• **ACTION ITEM**:
Gather each line in the entries that includes the string "hatchback".

[Data excerpts]
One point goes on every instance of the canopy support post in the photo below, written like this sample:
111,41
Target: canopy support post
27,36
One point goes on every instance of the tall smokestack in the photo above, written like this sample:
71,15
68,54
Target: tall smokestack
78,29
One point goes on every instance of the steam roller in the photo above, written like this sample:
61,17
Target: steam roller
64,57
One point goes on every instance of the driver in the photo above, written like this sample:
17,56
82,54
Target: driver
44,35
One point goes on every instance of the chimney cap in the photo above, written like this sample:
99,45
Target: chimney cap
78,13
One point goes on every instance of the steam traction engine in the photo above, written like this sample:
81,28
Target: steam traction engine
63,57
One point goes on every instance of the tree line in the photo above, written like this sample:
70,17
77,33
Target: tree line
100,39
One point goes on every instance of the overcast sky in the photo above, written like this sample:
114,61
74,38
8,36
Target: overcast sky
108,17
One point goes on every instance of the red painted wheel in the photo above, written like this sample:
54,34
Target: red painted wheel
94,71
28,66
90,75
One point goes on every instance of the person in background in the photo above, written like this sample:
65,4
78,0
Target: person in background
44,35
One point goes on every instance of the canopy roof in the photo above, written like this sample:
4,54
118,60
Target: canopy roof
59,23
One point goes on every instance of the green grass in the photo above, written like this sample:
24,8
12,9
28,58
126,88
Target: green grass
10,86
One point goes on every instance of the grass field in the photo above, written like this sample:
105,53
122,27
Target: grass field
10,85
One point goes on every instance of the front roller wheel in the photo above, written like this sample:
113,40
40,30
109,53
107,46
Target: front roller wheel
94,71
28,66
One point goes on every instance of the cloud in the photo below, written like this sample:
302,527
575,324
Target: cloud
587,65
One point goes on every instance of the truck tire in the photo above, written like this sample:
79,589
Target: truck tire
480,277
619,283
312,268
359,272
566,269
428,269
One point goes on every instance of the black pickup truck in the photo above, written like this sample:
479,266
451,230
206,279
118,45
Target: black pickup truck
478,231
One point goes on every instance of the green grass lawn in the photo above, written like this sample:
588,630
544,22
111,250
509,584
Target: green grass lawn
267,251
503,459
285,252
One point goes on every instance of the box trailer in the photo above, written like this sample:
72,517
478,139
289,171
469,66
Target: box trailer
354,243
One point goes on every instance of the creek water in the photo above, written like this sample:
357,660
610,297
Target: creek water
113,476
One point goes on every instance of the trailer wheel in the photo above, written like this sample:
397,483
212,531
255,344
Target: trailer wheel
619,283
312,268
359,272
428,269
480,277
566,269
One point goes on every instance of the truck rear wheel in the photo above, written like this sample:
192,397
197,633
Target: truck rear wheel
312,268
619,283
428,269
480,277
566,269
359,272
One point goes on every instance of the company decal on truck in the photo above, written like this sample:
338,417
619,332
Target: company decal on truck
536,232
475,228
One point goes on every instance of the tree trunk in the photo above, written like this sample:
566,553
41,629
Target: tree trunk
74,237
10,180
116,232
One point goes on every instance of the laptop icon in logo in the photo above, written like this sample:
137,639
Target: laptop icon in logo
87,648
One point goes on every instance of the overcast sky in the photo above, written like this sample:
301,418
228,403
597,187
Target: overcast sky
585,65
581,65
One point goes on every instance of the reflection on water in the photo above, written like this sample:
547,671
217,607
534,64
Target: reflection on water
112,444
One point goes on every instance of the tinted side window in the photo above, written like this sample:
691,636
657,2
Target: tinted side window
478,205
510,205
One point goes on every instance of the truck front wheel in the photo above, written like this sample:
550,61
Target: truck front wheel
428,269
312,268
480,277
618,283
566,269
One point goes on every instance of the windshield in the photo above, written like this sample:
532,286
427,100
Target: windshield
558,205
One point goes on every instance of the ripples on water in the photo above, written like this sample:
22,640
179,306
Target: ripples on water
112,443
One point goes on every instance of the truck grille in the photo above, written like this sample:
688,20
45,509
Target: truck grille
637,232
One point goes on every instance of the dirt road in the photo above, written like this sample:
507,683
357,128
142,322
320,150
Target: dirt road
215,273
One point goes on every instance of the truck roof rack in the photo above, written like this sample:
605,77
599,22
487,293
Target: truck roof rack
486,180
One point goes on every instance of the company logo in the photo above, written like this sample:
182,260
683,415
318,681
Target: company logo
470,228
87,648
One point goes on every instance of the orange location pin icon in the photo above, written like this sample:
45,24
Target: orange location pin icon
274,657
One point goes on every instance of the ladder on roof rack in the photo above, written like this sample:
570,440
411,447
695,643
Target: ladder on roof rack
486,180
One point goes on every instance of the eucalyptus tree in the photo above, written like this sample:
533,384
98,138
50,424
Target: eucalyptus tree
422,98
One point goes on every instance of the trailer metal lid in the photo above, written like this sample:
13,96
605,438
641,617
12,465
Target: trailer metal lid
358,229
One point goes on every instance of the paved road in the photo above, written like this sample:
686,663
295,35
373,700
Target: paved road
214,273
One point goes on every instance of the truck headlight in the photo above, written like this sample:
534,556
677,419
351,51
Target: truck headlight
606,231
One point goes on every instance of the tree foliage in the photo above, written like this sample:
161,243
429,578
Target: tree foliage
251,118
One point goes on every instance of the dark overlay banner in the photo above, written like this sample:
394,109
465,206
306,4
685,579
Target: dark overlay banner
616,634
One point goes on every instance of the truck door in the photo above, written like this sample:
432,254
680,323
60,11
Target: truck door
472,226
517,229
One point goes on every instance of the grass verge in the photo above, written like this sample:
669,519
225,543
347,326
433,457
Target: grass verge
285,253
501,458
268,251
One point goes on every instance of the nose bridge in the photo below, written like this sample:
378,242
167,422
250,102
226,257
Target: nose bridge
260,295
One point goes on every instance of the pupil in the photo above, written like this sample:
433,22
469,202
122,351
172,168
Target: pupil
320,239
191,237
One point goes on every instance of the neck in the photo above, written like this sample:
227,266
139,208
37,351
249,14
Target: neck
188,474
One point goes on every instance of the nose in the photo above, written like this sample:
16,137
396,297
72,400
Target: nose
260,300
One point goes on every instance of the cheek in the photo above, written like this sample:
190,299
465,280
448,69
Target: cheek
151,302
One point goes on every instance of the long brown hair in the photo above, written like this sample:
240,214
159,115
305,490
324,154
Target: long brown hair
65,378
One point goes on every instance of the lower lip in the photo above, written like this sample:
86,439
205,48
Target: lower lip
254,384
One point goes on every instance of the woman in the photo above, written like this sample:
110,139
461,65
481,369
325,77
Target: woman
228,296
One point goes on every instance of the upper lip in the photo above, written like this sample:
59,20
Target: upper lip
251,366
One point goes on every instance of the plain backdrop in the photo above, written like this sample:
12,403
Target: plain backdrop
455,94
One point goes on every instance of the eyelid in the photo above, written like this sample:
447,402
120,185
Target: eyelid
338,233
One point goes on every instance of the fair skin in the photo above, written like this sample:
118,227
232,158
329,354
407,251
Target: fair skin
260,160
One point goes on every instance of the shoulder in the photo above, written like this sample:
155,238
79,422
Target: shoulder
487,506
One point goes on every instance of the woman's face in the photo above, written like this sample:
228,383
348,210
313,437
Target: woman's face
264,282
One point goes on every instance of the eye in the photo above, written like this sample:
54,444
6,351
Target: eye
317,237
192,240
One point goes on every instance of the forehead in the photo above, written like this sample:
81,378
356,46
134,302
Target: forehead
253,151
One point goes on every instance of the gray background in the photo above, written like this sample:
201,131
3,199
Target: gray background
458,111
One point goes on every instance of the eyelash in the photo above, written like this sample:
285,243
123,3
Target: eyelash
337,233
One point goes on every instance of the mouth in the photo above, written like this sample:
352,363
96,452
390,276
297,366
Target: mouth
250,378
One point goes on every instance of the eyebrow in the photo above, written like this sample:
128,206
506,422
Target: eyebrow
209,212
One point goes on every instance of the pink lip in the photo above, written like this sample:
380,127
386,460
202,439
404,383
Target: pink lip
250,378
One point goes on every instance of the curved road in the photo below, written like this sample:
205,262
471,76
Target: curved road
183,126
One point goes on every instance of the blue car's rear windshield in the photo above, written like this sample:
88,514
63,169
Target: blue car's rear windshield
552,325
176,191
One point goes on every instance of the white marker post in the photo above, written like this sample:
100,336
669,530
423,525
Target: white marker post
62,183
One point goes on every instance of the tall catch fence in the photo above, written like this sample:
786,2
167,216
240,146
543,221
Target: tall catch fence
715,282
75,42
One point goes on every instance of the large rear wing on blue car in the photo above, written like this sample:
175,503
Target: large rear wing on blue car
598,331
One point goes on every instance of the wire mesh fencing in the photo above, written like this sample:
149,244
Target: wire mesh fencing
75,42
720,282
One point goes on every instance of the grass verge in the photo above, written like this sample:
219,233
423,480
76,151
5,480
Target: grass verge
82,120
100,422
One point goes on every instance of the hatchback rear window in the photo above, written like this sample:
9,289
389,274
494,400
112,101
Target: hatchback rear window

• **WRITTEN REPLY**:
One point goes on every instance of the hatchback rear window in the photo above, written like this sample:
Target: hatchback rear window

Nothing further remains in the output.